[Collection entries]
++++++++++
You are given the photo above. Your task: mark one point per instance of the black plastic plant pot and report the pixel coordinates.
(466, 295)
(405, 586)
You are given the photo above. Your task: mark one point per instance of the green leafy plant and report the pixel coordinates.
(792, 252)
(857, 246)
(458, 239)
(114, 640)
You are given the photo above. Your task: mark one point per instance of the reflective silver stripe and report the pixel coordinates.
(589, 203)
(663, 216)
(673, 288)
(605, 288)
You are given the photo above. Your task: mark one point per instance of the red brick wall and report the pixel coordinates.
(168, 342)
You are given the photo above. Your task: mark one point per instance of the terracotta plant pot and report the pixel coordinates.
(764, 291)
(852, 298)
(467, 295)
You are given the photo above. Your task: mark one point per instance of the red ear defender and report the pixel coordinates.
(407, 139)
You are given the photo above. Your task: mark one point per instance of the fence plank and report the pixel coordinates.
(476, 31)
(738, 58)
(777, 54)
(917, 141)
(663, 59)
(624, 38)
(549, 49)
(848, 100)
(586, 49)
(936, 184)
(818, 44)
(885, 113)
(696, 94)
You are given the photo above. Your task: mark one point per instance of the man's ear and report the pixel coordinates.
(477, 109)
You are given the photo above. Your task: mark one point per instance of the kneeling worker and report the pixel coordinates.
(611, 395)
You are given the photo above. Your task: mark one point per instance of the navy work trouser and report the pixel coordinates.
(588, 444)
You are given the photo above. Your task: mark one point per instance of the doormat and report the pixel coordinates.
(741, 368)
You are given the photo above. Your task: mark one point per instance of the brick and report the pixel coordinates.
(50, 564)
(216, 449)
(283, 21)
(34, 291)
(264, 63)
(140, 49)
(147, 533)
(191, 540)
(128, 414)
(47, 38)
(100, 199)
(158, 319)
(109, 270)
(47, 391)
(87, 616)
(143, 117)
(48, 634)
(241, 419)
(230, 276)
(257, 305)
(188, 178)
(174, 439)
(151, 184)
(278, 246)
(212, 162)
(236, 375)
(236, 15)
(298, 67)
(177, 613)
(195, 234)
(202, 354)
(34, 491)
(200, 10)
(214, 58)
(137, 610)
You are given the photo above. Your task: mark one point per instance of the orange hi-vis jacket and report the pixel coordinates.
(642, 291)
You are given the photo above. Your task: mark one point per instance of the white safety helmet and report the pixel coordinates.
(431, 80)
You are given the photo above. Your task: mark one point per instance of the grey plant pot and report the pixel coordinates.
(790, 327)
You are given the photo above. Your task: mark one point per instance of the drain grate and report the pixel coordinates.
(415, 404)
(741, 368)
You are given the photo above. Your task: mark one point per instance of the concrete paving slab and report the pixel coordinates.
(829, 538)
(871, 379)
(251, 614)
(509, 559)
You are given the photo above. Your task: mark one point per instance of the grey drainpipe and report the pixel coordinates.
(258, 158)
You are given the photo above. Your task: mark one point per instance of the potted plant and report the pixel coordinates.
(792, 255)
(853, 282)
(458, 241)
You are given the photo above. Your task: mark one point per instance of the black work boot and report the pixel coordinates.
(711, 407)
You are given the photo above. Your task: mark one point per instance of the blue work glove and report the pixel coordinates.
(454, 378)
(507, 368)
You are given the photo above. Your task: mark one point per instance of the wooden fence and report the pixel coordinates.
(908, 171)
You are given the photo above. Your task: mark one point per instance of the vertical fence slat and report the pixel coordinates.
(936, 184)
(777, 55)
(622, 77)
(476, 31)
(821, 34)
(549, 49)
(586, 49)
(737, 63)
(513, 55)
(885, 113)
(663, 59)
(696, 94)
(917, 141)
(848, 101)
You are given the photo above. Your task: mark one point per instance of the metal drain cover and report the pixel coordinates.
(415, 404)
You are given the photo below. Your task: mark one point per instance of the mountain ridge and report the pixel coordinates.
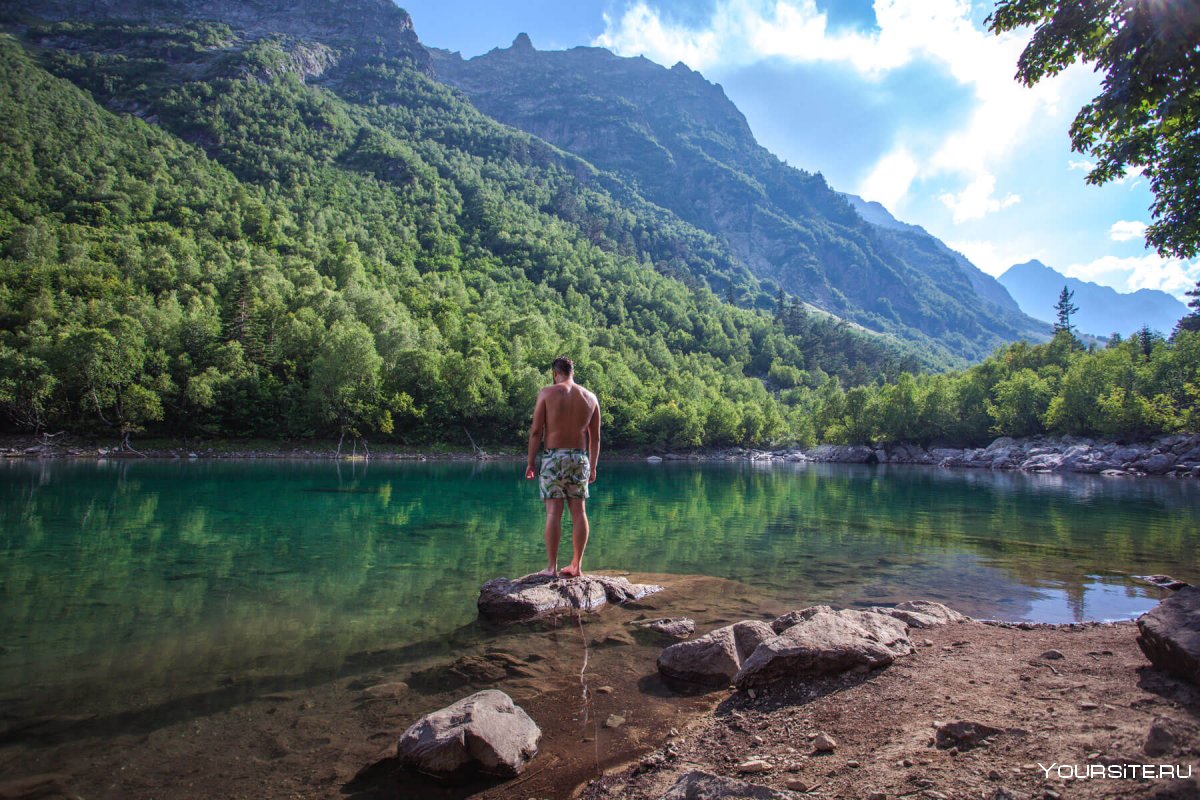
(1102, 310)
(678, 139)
++++++++++
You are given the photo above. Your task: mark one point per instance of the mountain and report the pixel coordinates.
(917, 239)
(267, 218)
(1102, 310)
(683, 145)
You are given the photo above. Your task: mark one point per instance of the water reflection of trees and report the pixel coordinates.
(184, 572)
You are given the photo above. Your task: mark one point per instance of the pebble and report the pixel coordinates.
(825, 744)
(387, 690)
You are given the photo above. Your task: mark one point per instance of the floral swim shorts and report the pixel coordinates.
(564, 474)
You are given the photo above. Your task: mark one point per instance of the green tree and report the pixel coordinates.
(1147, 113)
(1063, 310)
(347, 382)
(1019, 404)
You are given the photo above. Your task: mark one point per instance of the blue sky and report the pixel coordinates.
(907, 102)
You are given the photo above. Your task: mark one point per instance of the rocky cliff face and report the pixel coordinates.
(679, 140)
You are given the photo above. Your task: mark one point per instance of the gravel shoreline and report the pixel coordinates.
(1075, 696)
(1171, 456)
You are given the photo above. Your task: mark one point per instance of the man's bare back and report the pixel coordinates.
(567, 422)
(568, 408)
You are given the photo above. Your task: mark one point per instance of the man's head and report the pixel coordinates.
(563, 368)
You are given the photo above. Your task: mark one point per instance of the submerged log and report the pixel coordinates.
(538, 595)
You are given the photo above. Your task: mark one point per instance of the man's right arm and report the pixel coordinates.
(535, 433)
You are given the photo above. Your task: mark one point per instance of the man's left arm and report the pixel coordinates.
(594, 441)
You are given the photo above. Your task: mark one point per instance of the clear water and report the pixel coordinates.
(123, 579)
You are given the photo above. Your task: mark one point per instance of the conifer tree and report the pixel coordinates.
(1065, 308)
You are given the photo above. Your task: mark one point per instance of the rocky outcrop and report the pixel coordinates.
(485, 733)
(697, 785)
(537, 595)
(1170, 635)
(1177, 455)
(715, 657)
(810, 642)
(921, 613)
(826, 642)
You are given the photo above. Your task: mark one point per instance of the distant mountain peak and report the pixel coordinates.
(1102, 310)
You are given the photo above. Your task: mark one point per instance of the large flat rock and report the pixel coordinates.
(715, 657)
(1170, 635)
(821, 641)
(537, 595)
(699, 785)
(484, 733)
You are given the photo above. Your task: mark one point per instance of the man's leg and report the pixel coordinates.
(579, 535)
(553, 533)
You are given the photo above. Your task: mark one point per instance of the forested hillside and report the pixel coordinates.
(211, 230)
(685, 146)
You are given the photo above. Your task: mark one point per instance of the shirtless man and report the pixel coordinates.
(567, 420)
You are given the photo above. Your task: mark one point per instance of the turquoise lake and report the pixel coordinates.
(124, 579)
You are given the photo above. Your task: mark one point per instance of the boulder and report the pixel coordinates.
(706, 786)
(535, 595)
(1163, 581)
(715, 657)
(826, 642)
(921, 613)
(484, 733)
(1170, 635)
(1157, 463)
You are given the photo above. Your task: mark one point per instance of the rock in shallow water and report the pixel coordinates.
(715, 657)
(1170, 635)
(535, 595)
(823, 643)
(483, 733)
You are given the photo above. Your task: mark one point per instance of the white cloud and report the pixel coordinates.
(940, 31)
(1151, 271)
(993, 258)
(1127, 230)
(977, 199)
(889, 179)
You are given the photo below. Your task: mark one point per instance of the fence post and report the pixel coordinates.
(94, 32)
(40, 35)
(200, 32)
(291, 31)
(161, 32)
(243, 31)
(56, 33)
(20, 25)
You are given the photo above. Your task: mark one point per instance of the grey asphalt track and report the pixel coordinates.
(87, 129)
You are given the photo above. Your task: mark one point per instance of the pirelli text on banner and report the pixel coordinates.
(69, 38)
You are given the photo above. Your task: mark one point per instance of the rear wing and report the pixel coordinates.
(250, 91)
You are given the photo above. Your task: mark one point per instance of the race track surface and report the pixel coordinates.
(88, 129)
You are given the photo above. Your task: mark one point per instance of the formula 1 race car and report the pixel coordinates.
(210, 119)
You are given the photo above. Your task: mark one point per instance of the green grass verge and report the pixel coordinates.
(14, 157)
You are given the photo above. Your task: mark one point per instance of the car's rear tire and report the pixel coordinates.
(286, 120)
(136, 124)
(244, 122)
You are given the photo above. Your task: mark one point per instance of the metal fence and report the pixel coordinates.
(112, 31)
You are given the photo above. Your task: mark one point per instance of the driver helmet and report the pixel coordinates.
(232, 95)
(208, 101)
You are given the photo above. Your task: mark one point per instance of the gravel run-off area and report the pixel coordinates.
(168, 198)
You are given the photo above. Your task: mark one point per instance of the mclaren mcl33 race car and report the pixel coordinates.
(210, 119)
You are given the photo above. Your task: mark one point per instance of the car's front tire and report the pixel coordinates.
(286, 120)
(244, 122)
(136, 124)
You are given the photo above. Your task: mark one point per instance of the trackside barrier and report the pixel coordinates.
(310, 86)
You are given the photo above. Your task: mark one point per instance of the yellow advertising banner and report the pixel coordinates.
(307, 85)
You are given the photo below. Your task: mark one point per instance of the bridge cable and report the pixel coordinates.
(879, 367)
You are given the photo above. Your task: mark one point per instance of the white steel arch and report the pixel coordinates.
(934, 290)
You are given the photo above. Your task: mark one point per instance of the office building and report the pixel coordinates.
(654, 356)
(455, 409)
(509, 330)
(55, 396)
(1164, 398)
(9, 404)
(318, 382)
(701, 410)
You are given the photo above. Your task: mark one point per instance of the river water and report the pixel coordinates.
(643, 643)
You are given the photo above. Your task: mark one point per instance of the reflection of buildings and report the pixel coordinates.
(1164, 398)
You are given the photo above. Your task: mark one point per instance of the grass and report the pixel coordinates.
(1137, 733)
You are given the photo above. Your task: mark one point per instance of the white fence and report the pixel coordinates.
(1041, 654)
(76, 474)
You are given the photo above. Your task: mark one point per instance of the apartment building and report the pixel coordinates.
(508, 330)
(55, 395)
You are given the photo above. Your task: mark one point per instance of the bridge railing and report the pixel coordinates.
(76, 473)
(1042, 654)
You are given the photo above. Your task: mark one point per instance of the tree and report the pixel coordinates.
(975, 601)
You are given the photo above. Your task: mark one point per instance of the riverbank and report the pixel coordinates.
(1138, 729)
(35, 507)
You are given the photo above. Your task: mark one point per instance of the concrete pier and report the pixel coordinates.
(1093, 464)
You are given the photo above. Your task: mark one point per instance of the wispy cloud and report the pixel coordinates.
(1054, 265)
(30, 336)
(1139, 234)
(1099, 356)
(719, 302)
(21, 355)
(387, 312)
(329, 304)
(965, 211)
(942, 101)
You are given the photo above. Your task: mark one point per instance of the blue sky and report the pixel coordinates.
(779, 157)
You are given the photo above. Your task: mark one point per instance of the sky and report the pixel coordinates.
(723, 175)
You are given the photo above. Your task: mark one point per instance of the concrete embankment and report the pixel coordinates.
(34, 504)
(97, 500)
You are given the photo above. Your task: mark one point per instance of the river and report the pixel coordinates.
++++++++++
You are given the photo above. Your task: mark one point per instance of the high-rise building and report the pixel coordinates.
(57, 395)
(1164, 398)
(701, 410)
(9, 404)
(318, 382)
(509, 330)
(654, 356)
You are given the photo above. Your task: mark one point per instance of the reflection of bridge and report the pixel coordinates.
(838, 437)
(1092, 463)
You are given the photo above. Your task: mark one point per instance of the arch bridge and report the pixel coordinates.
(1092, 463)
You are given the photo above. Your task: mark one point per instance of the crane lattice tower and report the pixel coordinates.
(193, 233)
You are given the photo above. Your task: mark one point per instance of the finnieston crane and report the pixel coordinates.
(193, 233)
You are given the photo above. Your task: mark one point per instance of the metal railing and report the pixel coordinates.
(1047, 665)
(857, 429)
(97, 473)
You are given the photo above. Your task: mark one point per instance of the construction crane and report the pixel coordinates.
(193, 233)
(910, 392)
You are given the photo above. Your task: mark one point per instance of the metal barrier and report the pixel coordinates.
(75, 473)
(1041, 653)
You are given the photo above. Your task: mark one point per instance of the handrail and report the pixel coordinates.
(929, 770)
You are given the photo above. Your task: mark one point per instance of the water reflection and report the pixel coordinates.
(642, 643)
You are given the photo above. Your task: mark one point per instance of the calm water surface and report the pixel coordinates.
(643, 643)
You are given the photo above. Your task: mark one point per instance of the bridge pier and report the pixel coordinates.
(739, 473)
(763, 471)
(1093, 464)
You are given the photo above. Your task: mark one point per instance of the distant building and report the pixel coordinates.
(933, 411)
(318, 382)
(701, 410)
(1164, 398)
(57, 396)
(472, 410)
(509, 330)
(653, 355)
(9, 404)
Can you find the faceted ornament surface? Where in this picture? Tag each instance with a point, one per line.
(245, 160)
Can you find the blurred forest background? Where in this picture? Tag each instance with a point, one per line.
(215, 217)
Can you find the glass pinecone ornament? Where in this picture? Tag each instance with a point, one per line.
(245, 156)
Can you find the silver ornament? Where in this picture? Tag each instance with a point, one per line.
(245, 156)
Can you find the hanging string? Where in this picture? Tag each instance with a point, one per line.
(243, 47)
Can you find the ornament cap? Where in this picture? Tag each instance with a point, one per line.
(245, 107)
++++++++++
→ **Exercise**
With the line that has "the tree and report the pixel coordinates." as the first and the line that has "river and report the pixel coordinates." as the last, repeat exactly that run of lines above and no more.

→ **Written solution**
You are given the photo above. Your task: mark one point per instance of the tree and report the pixel coordinates.
(975, 601)
You are given the photo above. Your task: mark one point per instance of the riverbank and report the pixel coordinates.
(1138, 729)
(35, 507)
You are given the photo above. Your task: mark one point per instance of the concrete pier and report the pixel coordinates.
(1093, 464)
You are given the photo above. Your task: mark one point per instance of the wispy cloud and report the pixel coordinates.
(1054, 265)
(30, 336)
(1139, 234)
(1099, 356)
(719, 302)
(21, 355)
(387, 312)
(329, 304)
(965, 211)
(942, 101)
You are given the photo above. Your task: mark one point per instance of the blue sky and report the pixel coordinates.
(779, 157)
You are given the photo above. Your task: mark one point per instance of the sky and report the pixel coordinates.
(723, 175)
You are given the photo above. Your task: mark one point per instance of the concrete embankment and report the pixel coordinates.
(34, 504)
(97, 500)
You are given the photo above. Your task: mark one point per instance of the river and report the pixel coordinates.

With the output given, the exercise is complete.